In the progress log below, on what date did the writer start the page?

***** Document

Greetings reader! \(^^)/
This is a blog-like page where I’ll be briefly documenting my day-to-day progress on tasks that I’m working on for helping and improving the data.table project. I started this on the 27th of February, 2024 and I intend to update it daily at the end of the day (weeks prior to this mostly include activities for the NSF POSE Winter ‘24 program such as interviews and presentations, apart from smaller tasks such as documentation improvements).
Workweeks
-
February 27 - March 1: Researched ways to include a link to an artifact generated from a GitHub Actions (GHA) workflow, got the feature to work after exploring
upload-artifact@v4
, fixed issues related to my GHA along the way (unidentified references to branch names, specifying the safe directory exception with appropriate authentication, corrupted package databases), refactored my action to work inside another repository instead of having to running it from myAutocomment-atime-results
repository, fixed local git issues for Doris and small errors based onatime
test code, reviewed older posts on The Raft. -
March 4 - 8: Made slides for my presentation ‘GitHub Actions: Automated regression testing on pull requests’ (for
data.table
) and delivered, made changes to my action based on received feedback, made an example of my action working on another R package (bingsegRcpp
, on a fork of it), investigated ways to update a GitHub-bot comment and ended up with an easycml
feature-based fix, investigated ways to benchmark steps in a workflow. -
March 11 - 15: Solved an error with
git rev-parse
not finding references, gotmerge-base
to appear on plots, made a bunch of changes to my action to get it published on the Marketplace and running appropriately (after iterative testing), made PRs to demonstrate its working on a refork ofdata.table
, worked on changes Toby suggested. -
March 18 - 22: Tried to understand the C code involving parallelization (via OpenMP) for documentation purposes, and after thorough digging, wrote about all 12 applicable cases (files/functions) mentioned in the docs in as much detail as I could provide (sent a PR).

**********
***** Items

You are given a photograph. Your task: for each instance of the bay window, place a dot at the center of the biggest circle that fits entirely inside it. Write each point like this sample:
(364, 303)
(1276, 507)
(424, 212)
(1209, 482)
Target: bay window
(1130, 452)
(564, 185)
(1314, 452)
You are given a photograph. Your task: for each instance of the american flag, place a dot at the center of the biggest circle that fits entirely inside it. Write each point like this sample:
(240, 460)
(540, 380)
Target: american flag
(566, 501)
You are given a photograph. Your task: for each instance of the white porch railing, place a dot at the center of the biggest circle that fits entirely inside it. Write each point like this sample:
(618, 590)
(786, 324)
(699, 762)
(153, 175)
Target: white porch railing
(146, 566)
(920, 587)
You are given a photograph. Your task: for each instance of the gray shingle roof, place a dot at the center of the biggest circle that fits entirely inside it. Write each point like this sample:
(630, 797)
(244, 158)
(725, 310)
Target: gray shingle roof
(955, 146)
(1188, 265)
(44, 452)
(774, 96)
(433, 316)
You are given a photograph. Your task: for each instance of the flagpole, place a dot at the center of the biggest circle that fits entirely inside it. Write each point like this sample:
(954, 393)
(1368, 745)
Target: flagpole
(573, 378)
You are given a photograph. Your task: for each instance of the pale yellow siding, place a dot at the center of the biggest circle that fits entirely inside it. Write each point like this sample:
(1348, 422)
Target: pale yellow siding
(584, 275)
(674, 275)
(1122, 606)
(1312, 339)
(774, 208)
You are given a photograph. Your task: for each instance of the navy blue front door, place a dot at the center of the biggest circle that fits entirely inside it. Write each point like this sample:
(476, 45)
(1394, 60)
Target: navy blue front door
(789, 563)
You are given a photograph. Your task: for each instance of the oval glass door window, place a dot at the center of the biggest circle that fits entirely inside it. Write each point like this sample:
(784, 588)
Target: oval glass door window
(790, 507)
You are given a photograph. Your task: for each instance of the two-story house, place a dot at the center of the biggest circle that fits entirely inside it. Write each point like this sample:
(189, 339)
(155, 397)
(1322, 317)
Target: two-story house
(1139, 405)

**********

Response below: February 27, 2024